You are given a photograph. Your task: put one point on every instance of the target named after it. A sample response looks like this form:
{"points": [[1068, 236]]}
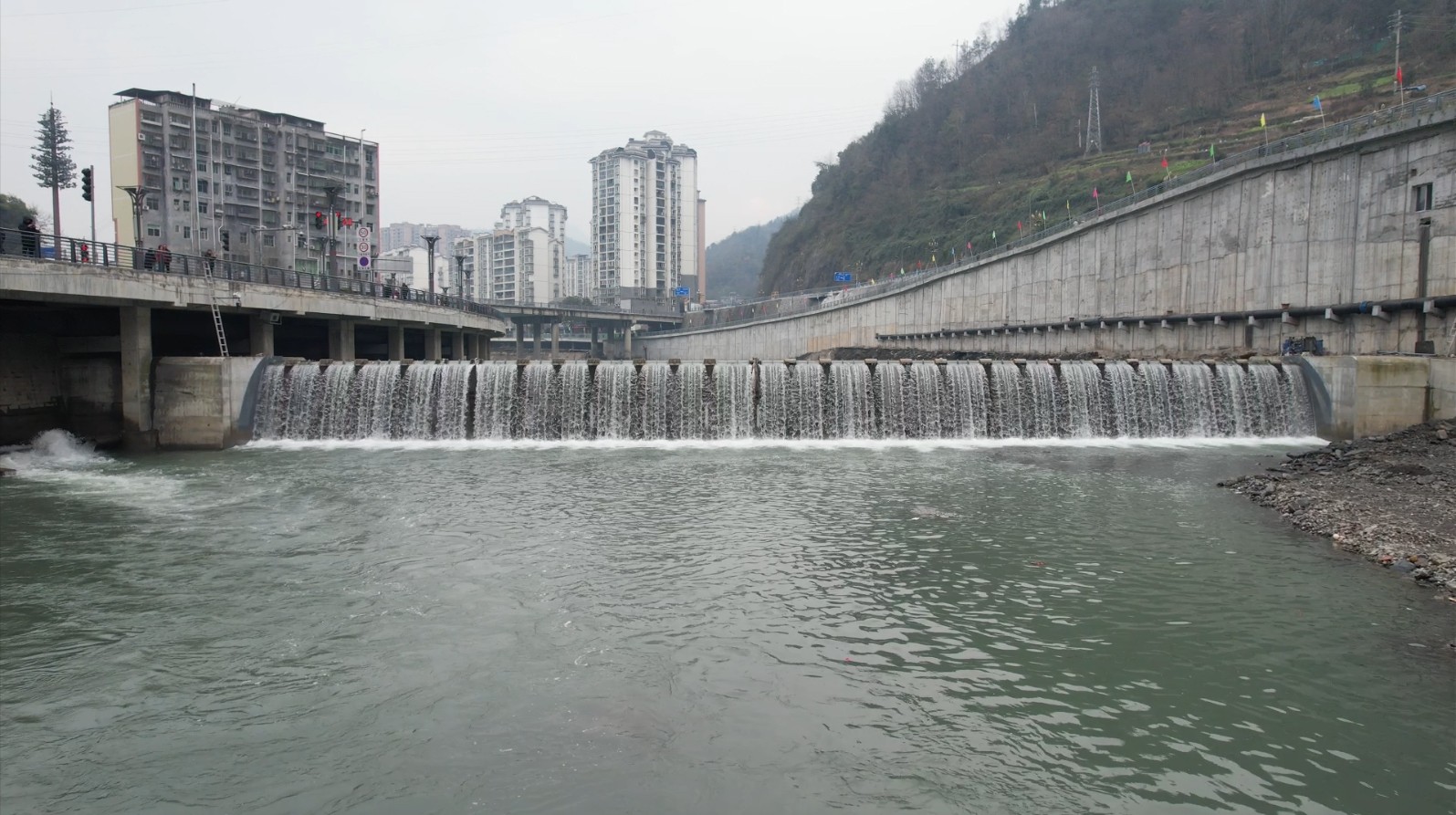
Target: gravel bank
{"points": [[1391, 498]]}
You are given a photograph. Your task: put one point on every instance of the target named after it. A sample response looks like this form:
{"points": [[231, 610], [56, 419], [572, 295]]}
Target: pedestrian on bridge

* * *

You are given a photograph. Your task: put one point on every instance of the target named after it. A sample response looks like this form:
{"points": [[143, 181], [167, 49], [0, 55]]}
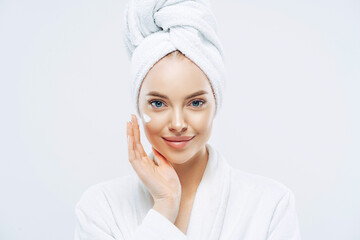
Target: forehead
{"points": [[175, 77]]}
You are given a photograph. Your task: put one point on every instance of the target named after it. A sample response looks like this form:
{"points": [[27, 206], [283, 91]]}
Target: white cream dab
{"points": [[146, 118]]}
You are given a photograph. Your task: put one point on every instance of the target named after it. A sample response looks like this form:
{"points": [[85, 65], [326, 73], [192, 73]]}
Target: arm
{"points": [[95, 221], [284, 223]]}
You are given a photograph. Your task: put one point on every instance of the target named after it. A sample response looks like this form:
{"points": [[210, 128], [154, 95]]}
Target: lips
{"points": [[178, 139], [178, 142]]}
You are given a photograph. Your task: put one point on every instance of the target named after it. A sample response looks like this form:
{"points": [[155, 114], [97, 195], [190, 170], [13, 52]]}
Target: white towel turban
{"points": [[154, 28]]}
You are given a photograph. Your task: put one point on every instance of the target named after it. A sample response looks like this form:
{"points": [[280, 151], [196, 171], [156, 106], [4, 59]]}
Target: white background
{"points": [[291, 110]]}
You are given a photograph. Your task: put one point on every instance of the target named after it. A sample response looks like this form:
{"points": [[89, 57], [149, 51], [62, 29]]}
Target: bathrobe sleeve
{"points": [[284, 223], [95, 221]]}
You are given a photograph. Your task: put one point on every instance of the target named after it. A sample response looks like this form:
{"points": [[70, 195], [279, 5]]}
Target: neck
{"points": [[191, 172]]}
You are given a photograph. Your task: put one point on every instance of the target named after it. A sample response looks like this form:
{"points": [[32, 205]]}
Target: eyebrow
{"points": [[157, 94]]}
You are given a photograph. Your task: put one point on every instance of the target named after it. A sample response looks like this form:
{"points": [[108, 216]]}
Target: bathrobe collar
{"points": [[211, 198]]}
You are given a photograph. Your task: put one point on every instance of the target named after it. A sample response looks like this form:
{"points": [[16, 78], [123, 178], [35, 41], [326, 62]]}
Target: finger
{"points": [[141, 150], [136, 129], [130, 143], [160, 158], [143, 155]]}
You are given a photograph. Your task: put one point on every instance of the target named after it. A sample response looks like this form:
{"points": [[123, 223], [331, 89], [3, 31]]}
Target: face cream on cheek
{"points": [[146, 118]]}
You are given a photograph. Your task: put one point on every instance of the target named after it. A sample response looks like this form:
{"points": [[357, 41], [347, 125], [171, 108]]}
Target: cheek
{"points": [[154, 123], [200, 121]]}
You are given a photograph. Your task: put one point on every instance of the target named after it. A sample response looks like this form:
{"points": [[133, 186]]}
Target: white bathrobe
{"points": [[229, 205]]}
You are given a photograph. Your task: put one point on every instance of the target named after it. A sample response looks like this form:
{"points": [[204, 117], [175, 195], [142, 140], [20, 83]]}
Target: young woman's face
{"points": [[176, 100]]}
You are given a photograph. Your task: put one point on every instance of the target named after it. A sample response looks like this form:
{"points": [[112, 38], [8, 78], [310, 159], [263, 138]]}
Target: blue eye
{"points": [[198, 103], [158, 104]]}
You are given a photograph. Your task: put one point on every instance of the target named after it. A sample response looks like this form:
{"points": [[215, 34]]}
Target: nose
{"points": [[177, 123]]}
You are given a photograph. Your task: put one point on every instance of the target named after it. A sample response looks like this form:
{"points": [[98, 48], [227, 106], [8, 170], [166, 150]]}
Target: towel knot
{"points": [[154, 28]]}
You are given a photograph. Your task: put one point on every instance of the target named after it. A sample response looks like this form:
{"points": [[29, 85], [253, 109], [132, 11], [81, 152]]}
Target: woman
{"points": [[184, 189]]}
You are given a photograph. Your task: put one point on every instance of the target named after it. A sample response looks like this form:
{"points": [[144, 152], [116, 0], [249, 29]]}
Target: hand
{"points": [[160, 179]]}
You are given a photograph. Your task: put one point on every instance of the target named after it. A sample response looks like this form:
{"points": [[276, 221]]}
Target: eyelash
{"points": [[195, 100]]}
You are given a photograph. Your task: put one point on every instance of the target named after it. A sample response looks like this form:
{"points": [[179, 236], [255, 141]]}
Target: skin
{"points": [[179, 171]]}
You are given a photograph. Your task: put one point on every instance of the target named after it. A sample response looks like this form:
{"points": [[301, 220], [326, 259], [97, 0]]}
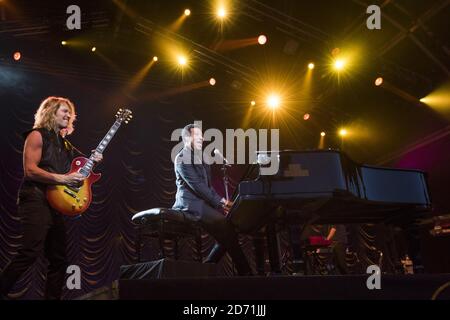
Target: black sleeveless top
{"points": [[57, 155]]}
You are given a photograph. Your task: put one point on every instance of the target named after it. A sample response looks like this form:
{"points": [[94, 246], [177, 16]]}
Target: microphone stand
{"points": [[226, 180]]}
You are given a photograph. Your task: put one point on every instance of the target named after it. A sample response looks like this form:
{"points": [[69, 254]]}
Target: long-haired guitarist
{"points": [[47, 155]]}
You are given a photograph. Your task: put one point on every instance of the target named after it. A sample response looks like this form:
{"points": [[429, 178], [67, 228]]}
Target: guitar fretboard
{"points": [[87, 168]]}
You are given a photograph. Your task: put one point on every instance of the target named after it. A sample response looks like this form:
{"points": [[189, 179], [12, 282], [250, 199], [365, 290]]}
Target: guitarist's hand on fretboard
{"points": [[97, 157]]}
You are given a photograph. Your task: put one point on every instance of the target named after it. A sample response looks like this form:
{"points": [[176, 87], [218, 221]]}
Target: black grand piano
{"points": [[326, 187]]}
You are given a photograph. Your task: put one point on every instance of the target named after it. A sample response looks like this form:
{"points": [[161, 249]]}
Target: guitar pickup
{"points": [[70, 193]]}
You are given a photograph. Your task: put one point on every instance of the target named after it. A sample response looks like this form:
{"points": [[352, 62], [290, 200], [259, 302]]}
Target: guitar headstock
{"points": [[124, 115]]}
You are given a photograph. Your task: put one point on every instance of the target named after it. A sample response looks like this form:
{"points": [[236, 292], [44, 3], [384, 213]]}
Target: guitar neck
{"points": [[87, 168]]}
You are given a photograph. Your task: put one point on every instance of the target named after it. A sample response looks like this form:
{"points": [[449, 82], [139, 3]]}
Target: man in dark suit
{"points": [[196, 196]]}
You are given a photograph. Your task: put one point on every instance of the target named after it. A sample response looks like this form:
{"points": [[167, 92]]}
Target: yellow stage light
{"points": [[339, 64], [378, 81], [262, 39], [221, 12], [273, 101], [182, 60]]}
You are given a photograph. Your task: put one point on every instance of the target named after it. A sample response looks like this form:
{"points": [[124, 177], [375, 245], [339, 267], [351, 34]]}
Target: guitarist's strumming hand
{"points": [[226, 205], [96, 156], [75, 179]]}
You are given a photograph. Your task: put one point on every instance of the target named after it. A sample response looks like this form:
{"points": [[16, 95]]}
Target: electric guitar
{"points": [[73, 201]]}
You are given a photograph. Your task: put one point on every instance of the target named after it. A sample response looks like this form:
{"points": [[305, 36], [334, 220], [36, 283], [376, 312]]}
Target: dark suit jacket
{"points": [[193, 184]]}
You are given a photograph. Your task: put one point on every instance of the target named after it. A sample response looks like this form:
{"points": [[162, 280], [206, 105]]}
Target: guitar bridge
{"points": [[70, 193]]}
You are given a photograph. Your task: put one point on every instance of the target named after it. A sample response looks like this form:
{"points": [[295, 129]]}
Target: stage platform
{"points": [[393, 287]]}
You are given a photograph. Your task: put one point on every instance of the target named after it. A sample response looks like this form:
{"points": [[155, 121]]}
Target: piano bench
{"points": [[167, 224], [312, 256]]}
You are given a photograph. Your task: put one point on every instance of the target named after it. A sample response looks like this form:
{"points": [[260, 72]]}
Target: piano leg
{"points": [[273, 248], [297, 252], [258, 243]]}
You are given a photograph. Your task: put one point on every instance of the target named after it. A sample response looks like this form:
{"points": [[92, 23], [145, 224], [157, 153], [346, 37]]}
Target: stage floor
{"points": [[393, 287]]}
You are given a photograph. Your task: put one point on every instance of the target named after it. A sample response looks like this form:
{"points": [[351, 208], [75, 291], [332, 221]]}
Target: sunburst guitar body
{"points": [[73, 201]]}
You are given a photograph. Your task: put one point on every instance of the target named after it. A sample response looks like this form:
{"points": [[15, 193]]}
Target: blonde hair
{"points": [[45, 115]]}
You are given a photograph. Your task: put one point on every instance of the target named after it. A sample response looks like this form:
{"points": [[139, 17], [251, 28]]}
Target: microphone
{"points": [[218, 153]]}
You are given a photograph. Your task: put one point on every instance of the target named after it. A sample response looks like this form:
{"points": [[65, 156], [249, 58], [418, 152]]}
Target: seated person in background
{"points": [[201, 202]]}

...

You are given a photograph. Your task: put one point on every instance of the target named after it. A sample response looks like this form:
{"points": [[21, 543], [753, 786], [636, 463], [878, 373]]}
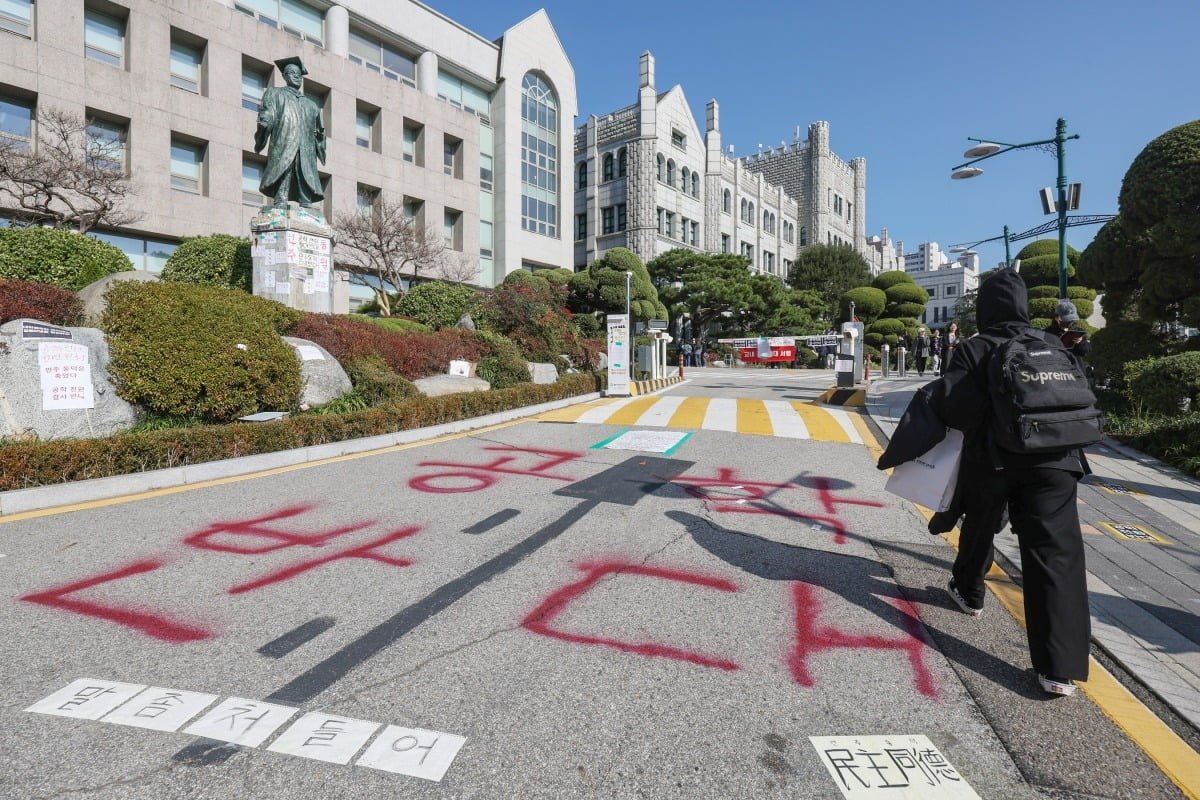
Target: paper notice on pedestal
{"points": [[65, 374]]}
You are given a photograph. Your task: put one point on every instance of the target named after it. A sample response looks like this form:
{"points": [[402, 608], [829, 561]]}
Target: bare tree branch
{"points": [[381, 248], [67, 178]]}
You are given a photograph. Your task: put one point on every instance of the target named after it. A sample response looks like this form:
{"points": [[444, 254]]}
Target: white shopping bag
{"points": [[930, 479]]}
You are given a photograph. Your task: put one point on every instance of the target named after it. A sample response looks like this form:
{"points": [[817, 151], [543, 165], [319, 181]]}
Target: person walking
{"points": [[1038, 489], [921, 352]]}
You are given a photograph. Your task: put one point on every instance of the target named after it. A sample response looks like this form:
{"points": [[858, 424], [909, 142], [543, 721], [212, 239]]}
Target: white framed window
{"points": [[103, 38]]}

:: Your goal ::
Gather every line in the records above that holds the word "dark", and copy each one in full. Match the word's case exactly.

:: Written reply ::
Target: man in dark suit
Target: dark suit jacket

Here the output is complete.